⟨

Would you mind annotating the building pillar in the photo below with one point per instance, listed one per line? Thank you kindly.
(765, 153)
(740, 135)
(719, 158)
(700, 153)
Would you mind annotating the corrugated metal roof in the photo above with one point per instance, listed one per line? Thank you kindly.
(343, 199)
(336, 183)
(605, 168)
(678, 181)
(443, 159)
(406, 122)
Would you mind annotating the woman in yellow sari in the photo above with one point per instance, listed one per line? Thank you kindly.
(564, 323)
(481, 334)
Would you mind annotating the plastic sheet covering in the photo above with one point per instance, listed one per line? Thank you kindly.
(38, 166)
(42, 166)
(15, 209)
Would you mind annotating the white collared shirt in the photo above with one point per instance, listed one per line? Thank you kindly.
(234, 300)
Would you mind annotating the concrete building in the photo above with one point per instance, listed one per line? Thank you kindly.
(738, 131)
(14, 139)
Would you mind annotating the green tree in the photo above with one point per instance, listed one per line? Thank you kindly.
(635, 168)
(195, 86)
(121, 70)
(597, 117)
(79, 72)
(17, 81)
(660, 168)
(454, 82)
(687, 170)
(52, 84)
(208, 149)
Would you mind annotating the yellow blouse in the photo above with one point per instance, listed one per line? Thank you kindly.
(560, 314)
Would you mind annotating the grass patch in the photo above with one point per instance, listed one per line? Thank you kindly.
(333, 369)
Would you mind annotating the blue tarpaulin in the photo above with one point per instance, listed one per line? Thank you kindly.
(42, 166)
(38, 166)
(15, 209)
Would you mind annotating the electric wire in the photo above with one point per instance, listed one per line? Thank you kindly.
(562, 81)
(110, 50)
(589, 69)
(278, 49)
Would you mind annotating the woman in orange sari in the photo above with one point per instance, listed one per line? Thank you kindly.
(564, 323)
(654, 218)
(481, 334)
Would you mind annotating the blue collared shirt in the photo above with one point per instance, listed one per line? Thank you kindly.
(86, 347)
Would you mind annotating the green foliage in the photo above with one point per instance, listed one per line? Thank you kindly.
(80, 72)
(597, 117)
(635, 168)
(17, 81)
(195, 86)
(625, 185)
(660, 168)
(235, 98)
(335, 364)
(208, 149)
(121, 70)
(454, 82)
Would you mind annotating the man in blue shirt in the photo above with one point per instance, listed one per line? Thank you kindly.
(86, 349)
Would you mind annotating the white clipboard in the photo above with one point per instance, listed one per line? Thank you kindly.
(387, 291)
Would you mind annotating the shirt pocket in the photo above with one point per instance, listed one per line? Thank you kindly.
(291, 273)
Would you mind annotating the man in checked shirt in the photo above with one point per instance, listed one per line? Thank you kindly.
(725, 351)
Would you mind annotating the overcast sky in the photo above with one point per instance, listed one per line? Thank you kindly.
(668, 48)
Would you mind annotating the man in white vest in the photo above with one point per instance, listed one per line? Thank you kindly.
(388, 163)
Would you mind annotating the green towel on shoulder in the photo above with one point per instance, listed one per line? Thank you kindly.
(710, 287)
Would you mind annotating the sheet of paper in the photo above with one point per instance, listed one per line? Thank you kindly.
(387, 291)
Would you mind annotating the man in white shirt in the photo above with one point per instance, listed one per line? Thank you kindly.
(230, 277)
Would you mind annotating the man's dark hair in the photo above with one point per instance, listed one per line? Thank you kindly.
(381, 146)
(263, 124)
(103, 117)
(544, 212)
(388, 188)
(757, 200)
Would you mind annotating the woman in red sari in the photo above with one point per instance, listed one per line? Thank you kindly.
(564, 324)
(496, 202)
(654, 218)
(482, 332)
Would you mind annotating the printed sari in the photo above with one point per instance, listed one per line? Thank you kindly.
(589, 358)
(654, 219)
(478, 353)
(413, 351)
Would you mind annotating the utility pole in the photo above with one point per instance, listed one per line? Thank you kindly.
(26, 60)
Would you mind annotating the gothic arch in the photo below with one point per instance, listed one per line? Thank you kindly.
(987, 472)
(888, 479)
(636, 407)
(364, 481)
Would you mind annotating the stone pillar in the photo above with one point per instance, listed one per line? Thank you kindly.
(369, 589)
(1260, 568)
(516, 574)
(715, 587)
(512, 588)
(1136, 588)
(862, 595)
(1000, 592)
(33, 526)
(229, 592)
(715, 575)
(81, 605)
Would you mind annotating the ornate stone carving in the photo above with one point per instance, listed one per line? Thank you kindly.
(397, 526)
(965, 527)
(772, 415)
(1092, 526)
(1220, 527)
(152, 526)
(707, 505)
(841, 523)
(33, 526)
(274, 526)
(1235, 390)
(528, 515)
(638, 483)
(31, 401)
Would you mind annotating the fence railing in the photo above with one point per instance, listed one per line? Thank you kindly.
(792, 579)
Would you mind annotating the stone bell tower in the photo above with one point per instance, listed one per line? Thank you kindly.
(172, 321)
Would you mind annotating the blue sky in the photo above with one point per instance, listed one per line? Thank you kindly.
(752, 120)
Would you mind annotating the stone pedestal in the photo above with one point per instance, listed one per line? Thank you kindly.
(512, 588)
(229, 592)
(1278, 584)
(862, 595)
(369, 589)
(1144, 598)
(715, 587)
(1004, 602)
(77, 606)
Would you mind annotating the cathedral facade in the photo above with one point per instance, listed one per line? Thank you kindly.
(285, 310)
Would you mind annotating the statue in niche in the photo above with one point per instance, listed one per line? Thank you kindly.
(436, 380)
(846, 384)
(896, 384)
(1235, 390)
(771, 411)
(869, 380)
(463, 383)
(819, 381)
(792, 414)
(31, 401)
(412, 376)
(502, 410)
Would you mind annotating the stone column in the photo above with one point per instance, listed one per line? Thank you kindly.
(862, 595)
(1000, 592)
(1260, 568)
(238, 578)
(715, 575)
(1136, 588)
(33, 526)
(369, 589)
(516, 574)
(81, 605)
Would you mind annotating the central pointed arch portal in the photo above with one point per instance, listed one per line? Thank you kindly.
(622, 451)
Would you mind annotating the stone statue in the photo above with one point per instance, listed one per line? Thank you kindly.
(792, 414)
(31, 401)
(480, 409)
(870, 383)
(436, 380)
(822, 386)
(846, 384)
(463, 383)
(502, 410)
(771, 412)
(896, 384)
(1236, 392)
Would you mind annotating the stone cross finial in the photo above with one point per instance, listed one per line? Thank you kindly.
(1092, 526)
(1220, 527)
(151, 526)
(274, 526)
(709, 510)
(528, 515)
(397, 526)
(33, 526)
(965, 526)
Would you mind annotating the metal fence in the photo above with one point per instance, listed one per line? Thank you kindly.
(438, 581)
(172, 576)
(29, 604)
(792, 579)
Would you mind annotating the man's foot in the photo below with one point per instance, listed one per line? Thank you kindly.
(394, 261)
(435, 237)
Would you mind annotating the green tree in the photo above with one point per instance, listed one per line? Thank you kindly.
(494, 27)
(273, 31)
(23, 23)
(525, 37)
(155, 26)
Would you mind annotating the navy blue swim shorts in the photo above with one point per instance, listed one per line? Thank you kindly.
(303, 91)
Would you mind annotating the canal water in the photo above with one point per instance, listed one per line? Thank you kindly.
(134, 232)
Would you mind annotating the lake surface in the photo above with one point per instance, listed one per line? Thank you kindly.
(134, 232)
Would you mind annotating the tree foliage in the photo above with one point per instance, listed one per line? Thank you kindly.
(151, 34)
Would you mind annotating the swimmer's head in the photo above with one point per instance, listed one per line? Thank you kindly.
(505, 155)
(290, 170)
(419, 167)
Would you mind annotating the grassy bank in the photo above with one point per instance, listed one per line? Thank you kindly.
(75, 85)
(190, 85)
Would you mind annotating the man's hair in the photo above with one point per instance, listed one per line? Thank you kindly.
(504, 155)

⟩

→ Task to carry out
Turn every line of the items above into a numbered list, omitting any blank lines.

→ Task solution
1. Would you mind annotating the building pillar in the photo below with one point per instance, listed one per line? Thank you kindly.
2. (765, 153)
3. (740, 135)
4. (719, 158)
5. (700, 153)
6. Would you mind annotating the corrugated metal roof in the photo above with one point per instance, listed one per line? Thank you kindly.
7. (343, 199)
8. (336, 183)
9. (605, 168)
10. (678, 181)
11. (443, 159)
12. (406, 122)
13. Would you mind annotating the woman in yellow sari in the photo above with one point per instance, listed one per line? Thank you kindly.
14. (564, 323)
15. (481, 334)
16. Would you mind annotating the plastic sheet covering in the photo above with one point per instance, listed one per line? Thank you kindly.
17. (38, 166)
18. (42, 166)
19. (15, 209)
20. Would you mind annotating the white collared shirt in the photo above with one point per instance, listed one per line? Thank you kindly.
21. (234, 300)
22. Would you mind annotating the concrete building in the photo above with one point per instance, listed one per line? Thank you kindly.
23. (738, 131)
24. (14, 139)
25. Would you mind annotating the green tree in the photo above with one point per instance, listed one per line? Thank you kindly.
26. (635, 168)
27. (195, 86)
28. (121, 70)
29. (597, 117)
30. (79, 72)
31. (17, 81)
32. (660, 168)
33. (454, 82)
34. (687, 170)
35. (52, 84)
36. (208, 149)
37. Would you mind annotating the yellow blouse in the photo above with one point per instance, listed one per line? Thank you kindly.
38. (560, 314)
39. Would you mind annotating the grass patch in the photo above with one point per instance, listed one per line? Thank you kindly.
40. (333, 369)
41. Would you mind annotating the blue tarpaulin in the photo above with one point per instance, listed one per line? Thank you kindly.
42. (42, 166)
43. (38, 166)
44. (15, 209)
45. Would you mind annotating the electric wire in the photo above with one point per instance, listed one per line? Thank you kindly.
46. (562, 81)
47. (110, 50)
48. (589, 69)
49. (278, 49)
50. Would you mind annotating the woman in orange sari in the photo above with one point per instance, listed one per line? Thank you kindly.
51. (564, 323)
52. (654, 218)
53. (481, 334)
54. Would you mind annotating the blue collared shirt in the photo above with one point per instance, listed one per line? Thank you kindly.
55. (86, 347)
56. Would you mind annotating the green foliage in the photo above with one point per instance, listed one per line? Thank you kindly.
57. (80, 72)
58. (597, 117)
59. (635, 168)
60. (17, 81)
61. (195, 86)
62. (625, 185)
63. (660, 168)
64. (235, 98)
65. (335, 364)
66. (208, 149)
67. (121, 70)
68. (454, 82)
69. Would you mind annotating the man in blue shirt in the photo above with one point per instance, listed one per line? Thank you kindly.
70. (86, 349)
71. Would you mind annotating the white clipboard in the photo above with one point per instance, listed one per line? Thank you kindly.
72. (387, 291)
73. Would you mind annotating the shirt pocket in the photo above with one point per instance, listed one per line? Thank you kindly.
74. (291, 273)
75. Would you mind annotating the man in checked shirt in the photo above with one point per instance, listed one per line? Thank you kindly.
76. (725, 351)
77. Would you mind annotating the overcast sky in the photo above with one point per instance, listed one per line? Thank you kindly.
78. (668, 48)
79. Would you mind annotating the man in white vest in the photo above with one point per instance, listed one per line? Thank you kindly.
80. (388, 163)
81. Would you mind annotating the green towel on shoulder in the photo above with one point per instance, listed one per line? Thank you kindly.
82. (710, 287)
83. Would you mind annotating the sheet of paper in the photo above with one point per instance, listed one per line? Thank you kindly.
84. (387, 291)
85. Would you mind annotating the man in white shirt in the photo above with one point per instance, listed one per line? Thank you kindly.
86. (230, 277)
87. Would you mind annotating the man's dark hair in the photo above with one point per instance, listed one per line? Thank you kindly.
88. (381, 146)
89. (263, 124)
90. (103, 117)
91. (544, 212)
92. (388, 188)
93. (757, 200)
94. Would you mind annotating the woman in red sari in the photo above with one point per instance, listed one per line? Thank you kindly.
95. (564, 324)
96. (496, 202)
97. (654, 218)
98. (482, 332)
99. Would you mind annotating the printed sari in the photo above with one point per instance, listed one per line? Thank you kindly.
100. (589, 358)
101. (654, 219)
102. (478, 353)
103. (413, 351)
104. Would you mind annotating the utility pole in the photo above with one point per instance, listed one per line? Thank you kindly.
105. (26, 60)
106. Would you mind annotating the gothic arch in the photo below with one point per instance, listed one per line? Thank you kindly.
107. (987, 472)
108. (888, 479)
109. (636, 407)
110. (364, 481)
111. Would you mind annotating the stone pillar in the photo above with one point per instance, listed one per line? Thank you kindly.
112. (369, 589)
113. (1260, 568)
114. (516, 574)
115. (715, 587)
116. (512, 588)
117. (1136, 588)
118. (862, 595)
119. (1000, 592)
120. (33, 526)
121. (229, 592)
122. (715, 575)
123. (81, 605)
124. Would you mind annotating the ornate stone carving in the photo above with one point per instance, listed one per line? Thank you kindly.
125. (397, 526)
126. (965, 527)
127. (772, 415)
128. (1092, 526)
129. (1220, 527)
130. (152, 526)
131. (707, 505)
132. (841, 523)
133. (33, 526)
134. (274, 526)
135. (1235, 390)
136. (528, 515)
137. (638, 483)
138. (31, 401)
139. Would you mind annotating the fence railing in the photo above with one point per instance, listed one per line? Thank you kindly.
140. (792, 579)
141. Would you mind annotating the stone bell tower in the photo above with one point per instance, listed one per line? Thank you kindly.
142. (172, 321)
143. Would you mind annotating the blue sky in the photo above with one point per instance, listed one per line? Thank you kindly.
144. (752, 120)
145. Would you mind annotating the stone pedestal in the photo above with one point per instance, listed one per line? Thank you kindly.
146. (512, 588)
147. (229, 592)
148. (1278, 584)
149. (862, 595)
150. (369, 589)
151. (1144, 598)
152. (715, 587)
153. (1004, 602)
154. (77, 606)
155. Would you mind annotating the cathedral facade in the photo above with one point per instance, listed one per line? Thank you kindly.
156. (285, 310)
157. Would you mind annotating the statue in niche in the photo above with one point per instance, listed one per line? Thank you kindly.
158. (436, 380)
159. (846, 384)
160. (896, 384)
161. (1235, 390)
162. (771, 411)
163. (869, 380)
164. (463, 383)
165. (819, 381)
166. (792, 414)
167. (31, 401)
168. (412, 376)
169. (502, 410)
170. Would you mind annotating the stone column in the photo above with one point per instance, listed one per line? Thank you kindly.
171. (862, 595)
172. (1000, 592)
173. (1260, 568)
174. (238, 578)
175. (715, 575)
176. (1136, 588)
177. (33, 526)
178. (369, 589)
179. (516, 574)
180. (81, 605)
181. Would you mind annotating the central pointed arch portal in the photo above with one point per instance, listed one per line? Thank you kindly.
182. (622, 451)
183. Would you mind annotating the stone statue in the photo above with one point per instance, listed one per line? Thank you kindly.
184. (792, 414)
185. (31, 401)
186. (480, 409)
187. (870, 383)
188. (436, 380)
189. (822, 386)
190. (846, 384)
191. (463, 383)
192. (502, 410)
193. (771, 412)
194. (896, 384)
195. (1236, 392)
196. Would you mind annotating the stone cross finial in the photo above with one point per instance, listed one per line? Thank you kindly.
197. (1092, 526)
198. (1220, 527)
199. (151, 526)
200. (274, 526)
201. (709, 510)
202. (528, 515)
203. (397, 526)
204. (33, 526)
205. (965, 526)
206. Would you mind annotating the metal fence in the photo above with one point per instance, listed one per line? Thank you kindly.
207. (438, 581)
208. (172, 576)
209. (29, 604)
210. (792, 579)
211. Would you mind annotating the man's foot in the photo below with one point per instance, listed one per line? Thank you kindly.
212. (394, 261)
213. (435, 237)
214. Would you mind annotating the green tree in the photo above with one point per instance, listed one per line? Thank you kindly.
215. (494, 27)
216. (273, 31)
217. (23, 23)
218. (525, 37)
219. (155, 26)
220. Would you mind annotating the navy blue swim shorts in the photo above with one point per instance, listed one per line? Thank you kindly.
221. (303, 91)
222. Would you mind annotating the canal water in the photo above with one point per instance, listed one per line? Thank you kindly.
223. (134, 232)
224. Would you mind annotating the lake surface in the photo above with one point per instance, listed one per line? Thank you kindly.
225. (134, 232)
226. Would you mind annotating the tree foliage in the photo above with one point per instance, listed one per line? Thank you kindly.
227. (151, 34)
228. Would you mind annotating the swimmer's head in the photo above with one point per instance, listed one per line? Thank you kindly.
229. (505, 155)
230. (290, 170)
231. (419, 167)
232. Would you mind annotating the grassy bank in the photo above with one point per instance, listed one per line? Thank you kindly.
233. (75, 85)
234. (190, 85)
235. Would you mind annotating the man's hair in the photo above with one point per instance, listed one per line? Thank you kindly.
236. (504, 155)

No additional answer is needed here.